WHAT THE TASK ASKS: An exact reprint of every record below is required, with the pictures left out.
────
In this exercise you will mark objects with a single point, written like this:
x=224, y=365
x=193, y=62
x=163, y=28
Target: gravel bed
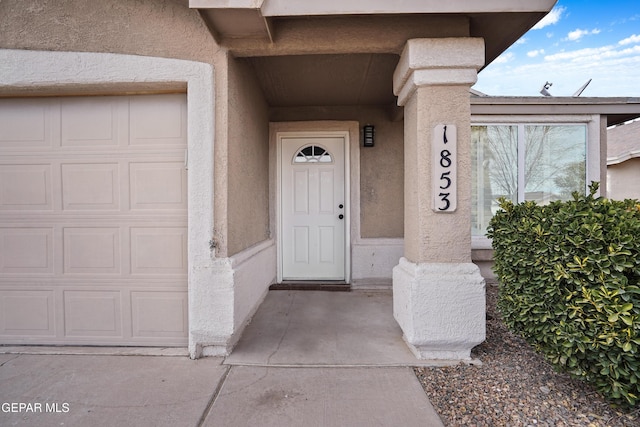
x=514, y=386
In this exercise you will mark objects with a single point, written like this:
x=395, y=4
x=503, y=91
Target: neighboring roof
x=617, y=110
x=623, y=142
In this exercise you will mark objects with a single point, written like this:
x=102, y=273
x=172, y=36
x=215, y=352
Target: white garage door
x=93, y=220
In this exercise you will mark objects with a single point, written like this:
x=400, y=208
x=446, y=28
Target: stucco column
x=439, y=296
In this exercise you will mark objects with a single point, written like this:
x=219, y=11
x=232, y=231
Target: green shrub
x=569, y=277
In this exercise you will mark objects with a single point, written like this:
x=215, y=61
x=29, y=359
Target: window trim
x=593, y=153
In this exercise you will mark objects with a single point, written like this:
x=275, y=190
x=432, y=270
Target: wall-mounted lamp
x=368, y=132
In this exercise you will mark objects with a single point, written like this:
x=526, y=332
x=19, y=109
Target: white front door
x=313, y=211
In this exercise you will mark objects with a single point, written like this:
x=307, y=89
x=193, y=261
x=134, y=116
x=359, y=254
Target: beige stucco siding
x=382, y=181
x=248, y=160
x=624, y=180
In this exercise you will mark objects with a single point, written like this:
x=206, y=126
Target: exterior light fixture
x=368, y=139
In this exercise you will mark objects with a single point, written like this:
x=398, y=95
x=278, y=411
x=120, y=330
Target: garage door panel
x=93, y=221
x=26, y=250
x=24, y=124
x=91, y=250
x=87, y=123
x=159, y=250
x=153, y=123
x=155, y=185
x=91, y=186
x=92, y=314
x=27, y=312
x=159, y=314
x=25, y=187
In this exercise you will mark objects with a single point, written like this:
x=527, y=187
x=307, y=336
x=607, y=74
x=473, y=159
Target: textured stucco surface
x=624, y=180
x=248, y=160
x=429, y=101
x=438, y=293
x=440, y=308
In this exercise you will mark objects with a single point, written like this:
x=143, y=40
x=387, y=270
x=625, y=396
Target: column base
x=441, y=308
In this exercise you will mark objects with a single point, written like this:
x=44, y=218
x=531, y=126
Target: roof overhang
x=617, y=110
x=263, y=24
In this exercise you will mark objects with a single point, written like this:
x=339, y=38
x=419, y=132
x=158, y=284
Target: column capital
x=436, y=62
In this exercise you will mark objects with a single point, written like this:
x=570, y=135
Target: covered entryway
x=93, y=220
x=313, y=208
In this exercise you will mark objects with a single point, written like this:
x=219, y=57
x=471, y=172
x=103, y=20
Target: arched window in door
x=312, y=154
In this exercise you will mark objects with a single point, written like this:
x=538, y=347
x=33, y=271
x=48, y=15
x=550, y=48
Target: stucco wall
x=381, y=167
x=248, y=160
x=624, y=180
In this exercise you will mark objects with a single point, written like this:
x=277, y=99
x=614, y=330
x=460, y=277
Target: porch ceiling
x=322, y=80
x=344, y=52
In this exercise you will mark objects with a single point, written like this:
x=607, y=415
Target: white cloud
x=577, y=34
x=552, y=18
x=632, y=39
x=504, y=58
x=592, y=54
x=613, y=68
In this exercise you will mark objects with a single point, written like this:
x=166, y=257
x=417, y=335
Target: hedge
x=569, y=276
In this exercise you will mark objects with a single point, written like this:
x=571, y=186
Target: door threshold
x=311, y=285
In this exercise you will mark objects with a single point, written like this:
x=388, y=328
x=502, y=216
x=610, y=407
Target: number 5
x=445, y=176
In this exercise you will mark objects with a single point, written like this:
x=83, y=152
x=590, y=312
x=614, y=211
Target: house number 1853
x=444, y=168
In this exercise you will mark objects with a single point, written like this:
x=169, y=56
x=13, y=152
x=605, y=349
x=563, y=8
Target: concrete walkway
x=307, y=359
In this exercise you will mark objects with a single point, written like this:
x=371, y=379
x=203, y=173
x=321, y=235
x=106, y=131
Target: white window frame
x=592, y=154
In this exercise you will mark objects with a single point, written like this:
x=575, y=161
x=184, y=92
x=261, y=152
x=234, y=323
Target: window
x=312, y=154
x=524, y=162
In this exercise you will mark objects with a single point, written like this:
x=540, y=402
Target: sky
x=577, y=41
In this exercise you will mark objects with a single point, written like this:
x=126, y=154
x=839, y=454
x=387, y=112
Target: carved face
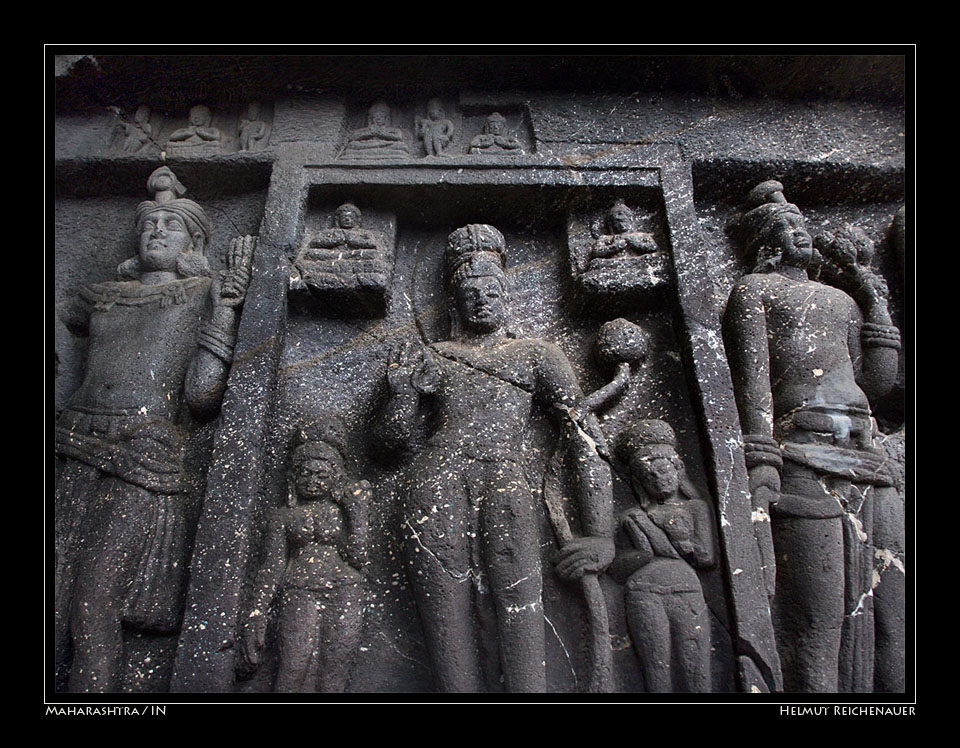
x=379, y=116
x=495, y=126
x=481, y=302
x=658, y=476
x=315, y=476
x=200, y=116
x=164, y=236
x=620, y=219
x=348, y=217
x=790, y=235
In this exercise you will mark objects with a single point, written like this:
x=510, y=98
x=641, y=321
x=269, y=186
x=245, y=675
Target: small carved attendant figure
x=137, y=135
x=671, y=531
x=198, y=135
x=252, y=129
x=346, y=263
x=493, y=142
x=378, y=140
x=623, y=240
x=473, y=544
x=436, y=131
x=806, y=359
x=315, y=548
x=160, y=348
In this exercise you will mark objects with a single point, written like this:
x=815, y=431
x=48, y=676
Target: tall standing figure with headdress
x=806, y=360
x=160, y=348
x=472, y=533
x=313, y=561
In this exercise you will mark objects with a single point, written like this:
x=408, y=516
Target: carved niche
x=160, y=346
x=345, y=269
x=812, y=350
x=618, y=254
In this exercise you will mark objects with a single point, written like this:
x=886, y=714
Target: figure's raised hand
x=581, y=556
x=412, y=367
x=235, y=279
x=253, y=635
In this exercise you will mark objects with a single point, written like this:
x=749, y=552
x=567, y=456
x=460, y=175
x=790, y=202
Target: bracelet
x=218, y=342
x=761, y=450
x=873, y=335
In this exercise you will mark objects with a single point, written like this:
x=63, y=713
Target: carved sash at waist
x=856, y=465
x=124, y=444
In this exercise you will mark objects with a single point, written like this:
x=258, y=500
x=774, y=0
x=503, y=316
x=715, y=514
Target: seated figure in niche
x=346, y=255
x=315, y=552
x=623, y=239
x=436, y=131
x=479, y=558
x=379, y=139
x=672, y=533
x=493, y=141
x=160, y=349
x=199, y=134
x=133, y=137
x=252, y=129
x=807, y=359
x=348, y=232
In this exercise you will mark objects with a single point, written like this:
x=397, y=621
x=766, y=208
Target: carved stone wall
x=474, y=408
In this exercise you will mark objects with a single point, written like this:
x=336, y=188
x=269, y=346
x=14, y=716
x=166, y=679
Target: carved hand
x=764, y=477
x=412, y=367
x=236, y=278
x=358, y=496
x=253, y=636
x=581, y=556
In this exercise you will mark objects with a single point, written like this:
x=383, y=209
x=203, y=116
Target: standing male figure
x=161, y=343
x=806, y=358
x=473, y=545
────
SOLVED PROBLEM:
In this exercise you will mark objects with a single point, written like this:
x=224, y=365
x=193, y=62
x=163, y=28
Target: gravel bed
x=514, y=386
In this exercise you will mark objects with a single point, written like this:
x=395, y=4
x=503, y=91
Target: neighboring roof
x=617, y=110
x=623, y=142
In this exercise you will mark objects with a single point, written like this:
x=102, y=273
x=172, y=36
x=215, y=352
Target: white garage door
x=93, y=220
In this exercise you will mark objects with a single point, written like this:
x=400, y=208
x=446, y=28
Target: stucco column
x=439, y=296
In this exercise you will mark objects with a single point, written like this:
x=219, y=11
x=232, y=231
Target: green shrub
x=569, y=277
In this exercise you will mark objects with a single point, written like this:
x=215, y=61
x=29, y=359
Target: window trim
x=593, y=153
In this exercise you will mark objects with a single point, written like this:
x=275, y=190
x=432, y=270
Target: wall-mounted lamp
x=368, y=132
In this exercise you will mark objects with a single point, written like this:
x=526, y=332
x=19, y=109
Target: white front door
x=313, y=211
In this exercise you will mark objects with a single point, written like this:
x=307, y=89
x=193, y=261
x=134, y=116
x=359, y=254
Target: beige stucco siding
x=382, y=181
x=248, y=160
x=624, y=180
In this exercise you will mark objects with a single point, written like this:
x=206, y=126
Target: exterior light fixture
x=368, y=139
In this exercise you will mark objects with a single point, written like this:
x=398, y=95
x=278, y=411
x=120, y=330
Target: garage door panel
x=93, y=221
x=26, y=250
x=24, y=124
x=91, y=250
x=87, y=123
x=159, y=250
x=153, y=123
x=155, y=185
x=91, y=186
x=92, y=314
x=27, y=312
x=159, y=314
x=25, y=187
In this exercise you will mark objects with a single point, written like this:
x=527, y=187
x=307, y=336
x=607, y=74
x=473, y=159
Target: textured stucco surface
x=624, y=180
x=248, y=160
x=429, y=101
x=438, y=293
x=440, y=308
In this exercise you will mark objects with a single point, written like this:
x=143, y=40
x=387, y=270
x=625, y=396
Target: column base
x=441, y=308
In this exercise you will mark objects with a single point, written like this:
x=44, y=218
x=531, y=126
Target: roof overhang
x=617, y=110
x=263, y=24
In this exercise you will mark objects with a single point, written like this:
x=339, y=38
x=419, y=132
x=158, y=284
Target: column capital
x=436, y=62
In this exercise you will mark objects with a single point, written like this:
x=570, y=135
Target: covered entryway
x=93, y=220
x=313, y=208
In this exercise you will mark objects with a single point, written like this:
x=219, y=57
x=471, y=172
x=103, y=20
Target: arched window in door
x=312, y=154
In this exercise you will mark objects with a single point, written like this:
x=538, y=347
x=33, y=271
x=48, y=15
x=550, y=48
Target: stucco wall
x=381, y=167
x=248, y=160
x=624, y=180
In this exercise you will mark objects with a single point, written like this:
x=277, y=99
x=614, y=330
x=460, y=277
Target: porch ceiling
x=322, y=80
x=344, y=52
In this exercise you will mark objects with a single point, written like this:
x=607, y=415
Target: white cloud
x=577, y=34
x=552, y=18
x=632, y=39
x=504, y=58
x=592, y=54
x=613, y=68
In this exercise you will mark objects with a single point, written like this:
x=166, y=257
x=417, y=335
Target: hedge
x=569, y=276
In this exercise you will mark objects with a single point, written like this:
x=571, y=186
Target: door threshold
x=311, y=285
In this exercise you will mark objects with a single point, written like this:
x=388, y=328
x=502, y=216
x=610, y=407
Target: number 5
x=445, y=176
In this exercise you will mark objects with a single point, written like this:
x=83, y=152
x=590, y=312
x=614, y=211
Target: house number 1853
x=444, y=168
In this exercise you will mark objects with a single point, written like this:
x=169, y=56
x=13, y=152
x=605, y=349
x=563, y=8
Target: concrete walkway
x=307, y=359
In this exercise you will mark objects with a single point, written like this:
x=371, y=379
x=203, y=173
x=321, y=235
x=106, y=131
Target: white window frame
x=592, y=154
In this exercise you will mark objects with a single point, written like this:
x=575, y=161
x=184, y=92
x=261, y=152
x=234, y=323
Target: window
x=312, y=154
x=524, y=162
In this exercise you will mark objects with a single point, written like this:
x=540, y=402
Target: sky
x=577, y=41
In this exercise you will mark objects with a single point, written like this:
x=126, y=154
x=839, y=454
x=387, y=112
Target: carved face
x=379, y=116
x=495, y=126
x=481, y=302
x=658, y=476
x=315, y=476
x=200, y=116
x=164, y=236
x=620, y=219
x=348, y=217
x=790, y=235
In this exercise you will mark objects with a single point, written like this:
x=510, y=98
x=641, y=321
x=269, y=186
x=245, y=675
Target: small carved attendant figure
x=137, y=135
x=671, y=531
x=198, y=135
x=252, y=129
x=346, y=263
x=493, y=142
x=378, y=140
x=623, y=240
x=473, y=544
x=436, y=131
x=806, y=359
x=315, y=548
x=160, y=348
In this exercise you will mark objects with a single point, written like this:
x=815, y=431
x=48, y=676
Target: tall standing figure with headdress
x=806, y=360
x=160, y=348
x=472, y=533
x=313, y=561
In this exercise you will mark objects with a single point, written like this:
x=408, y=516
Target: carved niche
x=160, y=346
x=345, y=269
x=812, y=350
x=618, y=254
In this exercise you will mark objects with a single point, written like this:
x=886, y=714
Target: figure's raised hand
x=581, y=556
x=412, y=367
x=235, y=279
x=253, y=635
In this exercise you will mark objects with a single point, written like this:
x=749, y=552
x=567, y=456
x=460, y=175
x=790, y=202
Target: bracelet
x=218, y=342
x=761, y=450
x=873, y=335
In this exercise you will mark objects with a single point, written like this:
x=63, y=713
Target: carved sash at waist
x=856, y=465
x=124, y=444
In this exercise you will mark objects with a single point, written like this:
x=258, y=500
x=774, y=0
x=503, y=316
x=715, y=514
Target: seated figure in niche
x=346, y=255
x=315, y=552
x=623, y=239
x=436, y=131
x=479, y=558
x=379, y=139
x=672, y=533
x=493, y=141
x=160, y=349
x=199, y=134
x=133, y=137
x=252, y=129
x=807, y=359
x=348, y=232
In this exercise you will mark objects with a single point, written like this:
x=397, y=621
x=766, y=208
Target: carved stone wall
x=474, y=408
In this exercise you will mark objects with a single point, written like this:
x=336, y=188
x=269, y=346
x=14, y=716
x=166, y=679
Target: carved hand
x=764, y=477
x=412, y=367
x=236, y=278
x=358, y=496
x=253, y=636
x=581, y=556
In this exercise you will mark objects with a single point, written like this:
x=383, y=209
x=203, y=116
Target: standing male figure
x=161, y=343
x=806, y=358
x=473, y=545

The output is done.